### Task instructions
Locate each line in the records below that includes the word "bounding", and copy those lines out. Case matters.

### Provided material
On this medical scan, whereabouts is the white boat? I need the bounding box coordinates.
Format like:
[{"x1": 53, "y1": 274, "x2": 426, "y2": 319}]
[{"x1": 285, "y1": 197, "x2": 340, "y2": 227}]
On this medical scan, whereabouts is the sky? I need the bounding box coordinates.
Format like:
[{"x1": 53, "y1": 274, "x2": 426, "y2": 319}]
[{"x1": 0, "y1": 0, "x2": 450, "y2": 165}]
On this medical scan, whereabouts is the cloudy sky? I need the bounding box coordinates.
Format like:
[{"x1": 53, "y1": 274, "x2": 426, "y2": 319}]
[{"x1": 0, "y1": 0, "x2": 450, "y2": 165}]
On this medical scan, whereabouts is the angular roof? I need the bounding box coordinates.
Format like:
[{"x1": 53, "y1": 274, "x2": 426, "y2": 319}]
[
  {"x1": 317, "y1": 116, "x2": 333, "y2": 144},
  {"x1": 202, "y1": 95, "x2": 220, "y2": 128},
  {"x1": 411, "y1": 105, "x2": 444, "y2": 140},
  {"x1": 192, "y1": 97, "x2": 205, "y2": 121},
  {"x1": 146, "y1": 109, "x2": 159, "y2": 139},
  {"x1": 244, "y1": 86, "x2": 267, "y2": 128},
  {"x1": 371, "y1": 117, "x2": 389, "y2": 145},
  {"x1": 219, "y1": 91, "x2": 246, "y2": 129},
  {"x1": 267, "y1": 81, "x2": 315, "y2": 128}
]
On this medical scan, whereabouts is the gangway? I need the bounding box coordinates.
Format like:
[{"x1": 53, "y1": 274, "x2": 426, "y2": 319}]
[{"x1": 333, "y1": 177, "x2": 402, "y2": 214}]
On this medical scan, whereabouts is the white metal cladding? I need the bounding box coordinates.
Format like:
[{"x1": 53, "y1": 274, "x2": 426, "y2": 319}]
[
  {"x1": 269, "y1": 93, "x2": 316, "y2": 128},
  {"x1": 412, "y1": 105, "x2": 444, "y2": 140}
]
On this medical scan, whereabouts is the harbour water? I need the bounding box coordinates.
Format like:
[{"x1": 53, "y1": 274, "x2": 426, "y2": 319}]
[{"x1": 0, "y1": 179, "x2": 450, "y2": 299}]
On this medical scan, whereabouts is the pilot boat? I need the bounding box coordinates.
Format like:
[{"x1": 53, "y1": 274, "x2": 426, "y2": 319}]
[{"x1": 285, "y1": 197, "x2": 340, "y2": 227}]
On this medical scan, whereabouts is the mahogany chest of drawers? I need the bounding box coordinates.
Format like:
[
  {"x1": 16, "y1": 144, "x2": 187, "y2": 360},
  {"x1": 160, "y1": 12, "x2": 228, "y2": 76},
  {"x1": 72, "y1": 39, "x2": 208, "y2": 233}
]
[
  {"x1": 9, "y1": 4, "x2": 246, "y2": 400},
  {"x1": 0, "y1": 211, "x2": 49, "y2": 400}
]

### Written response
On this medical scan, whereabouts is the white boat? I need the bounding box coordinates.
On this medical scan, whereabouts is the sky? I need the bounding box coordinates.
On this medical scan, whereabouts is the cloudy sky? I need the bounding box coordinates.
On this medical scan, whereabouts is the angular roof? I need the bounding box coordinates.
On this medical scan, whereabouts is the gangway? I need the bounding box coordinates.
On this medical scan, whereabouts is the white metal cladding? I need the bounding box coordinates.
On this medical scan, whereabouts is the harbour water? I need the bounding box coordinates.
On this medical scan, whereabouts is the pilot boat? I need the bounding box coordinates.
On this medical scan, whereabouts is the mahogany chest of drawers? I need the bounding box coordinates.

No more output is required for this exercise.